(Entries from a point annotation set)
——

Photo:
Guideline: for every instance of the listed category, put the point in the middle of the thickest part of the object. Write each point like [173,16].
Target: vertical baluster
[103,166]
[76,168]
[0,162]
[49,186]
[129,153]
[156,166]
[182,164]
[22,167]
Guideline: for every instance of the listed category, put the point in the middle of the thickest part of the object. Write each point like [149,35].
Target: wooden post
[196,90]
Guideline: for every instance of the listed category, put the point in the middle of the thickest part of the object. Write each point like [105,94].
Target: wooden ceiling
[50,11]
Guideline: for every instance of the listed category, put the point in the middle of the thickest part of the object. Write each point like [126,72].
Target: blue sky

——

--- Challenge ---
Restate the data above exactly, keeping each word as it stands.

--- Right answer ---
Photo:
Guideline: for every instance of the listed category, put the point in the middle of the thickest part of the object. Write each point like [173,16].
Target: vertical baluster
[103,166]
[76,168]
[0,162]
[49,186]
[129,153]
[156,166]
[182,164]
[22,167]
Guideline: for every instance of the listed category, put the point in the middle of the thickest part of the object. Write each point like [149,35].
Target: wooden post
[196,90]
Guideline: for every instance of the listed category, put the point in the middle of the thickest part of the object. Write each point like [105,94].
Target: wooden ceiling
[50,11]
Guideline: for every instance of the listed category, put the point in the middle of the thickest part of the object. Write each point like [126,72].
Target: blue sky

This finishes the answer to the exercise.